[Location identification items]
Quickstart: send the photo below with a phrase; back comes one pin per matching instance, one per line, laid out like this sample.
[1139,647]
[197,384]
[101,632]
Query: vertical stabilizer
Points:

*TASK PROMPT*.
Rewrite the rows above, changing "Query" to "Search term" and leaving everything else as it is.

*RESULT BELOW*.
Quickstart: send the photo below with a phrase; back comes one pin per matching instance, one per line, laid out like this sample.
[1139,647]
[197,384]
[101,632]
Search term: vertical stabilizer
Points:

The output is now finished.